WORK INSTRUCTIONS — Using the records provided below, locate and copy each line that contains the word "glasses".

Source data

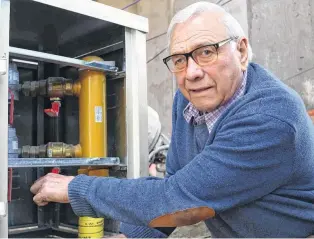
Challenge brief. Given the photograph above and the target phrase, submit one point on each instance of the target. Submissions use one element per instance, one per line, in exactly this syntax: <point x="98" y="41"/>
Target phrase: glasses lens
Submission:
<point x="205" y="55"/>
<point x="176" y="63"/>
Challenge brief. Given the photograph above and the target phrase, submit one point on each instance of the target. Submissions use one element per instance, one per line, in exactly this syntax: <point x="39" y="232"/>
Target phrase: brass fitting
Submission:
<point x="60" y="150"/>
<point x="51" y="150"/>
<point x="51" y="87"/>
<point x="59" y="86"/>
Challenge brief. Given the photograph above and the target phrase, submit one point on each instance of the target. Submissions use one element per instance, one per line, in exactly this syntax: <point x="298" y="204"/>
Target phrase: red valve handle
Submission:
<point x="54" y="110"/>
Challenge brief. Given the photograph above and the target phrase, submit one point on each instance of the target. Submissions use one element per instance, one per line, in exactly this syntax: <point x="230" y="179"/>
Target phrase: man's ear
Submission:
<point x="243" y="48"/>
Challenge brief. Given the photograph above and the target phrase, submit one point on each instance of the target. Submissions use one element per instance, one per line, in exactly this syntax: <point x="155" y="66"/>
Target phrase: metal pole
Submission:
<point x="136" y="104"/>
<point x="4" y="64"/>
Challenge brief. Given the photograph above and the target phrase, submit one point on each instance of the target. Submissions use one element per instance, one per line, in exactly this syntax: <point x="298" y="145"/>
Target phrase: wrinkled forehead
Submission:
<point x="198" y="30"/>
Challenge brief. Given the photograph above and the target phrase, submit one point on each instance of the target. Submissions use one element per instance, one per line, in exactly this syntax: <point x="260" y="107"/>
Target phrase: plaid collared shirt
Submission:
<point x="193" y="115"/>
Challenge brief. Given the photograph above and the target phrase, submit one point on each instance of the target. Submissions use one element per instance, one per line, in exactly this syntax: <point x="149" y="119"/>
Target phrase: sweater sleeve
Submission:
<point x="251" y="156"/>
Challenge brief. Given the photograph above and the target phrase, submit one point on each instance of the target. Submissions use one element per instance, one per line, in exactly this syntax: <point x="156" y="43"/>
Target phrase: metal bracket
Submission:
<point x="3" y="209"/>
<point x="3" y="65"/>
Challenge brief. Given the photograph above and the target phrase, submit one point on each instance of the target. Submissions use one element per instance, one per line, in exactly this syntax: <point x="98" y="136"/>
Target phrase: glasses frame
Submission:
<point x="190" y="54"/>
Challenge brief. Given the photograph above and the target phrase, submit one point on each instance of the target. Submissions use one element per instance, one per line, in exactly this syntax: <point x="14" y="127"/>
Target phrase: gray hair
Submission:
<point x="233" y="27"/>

---

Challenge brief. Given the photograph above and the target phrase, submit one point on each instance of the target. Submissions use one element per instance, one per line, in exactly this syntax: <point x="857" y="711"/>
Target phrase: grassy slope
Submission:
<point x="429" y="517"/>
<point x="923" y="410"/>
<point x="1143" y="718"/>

OUTPUT —
Target phrase: glasses lens
Target phrase: glasses frame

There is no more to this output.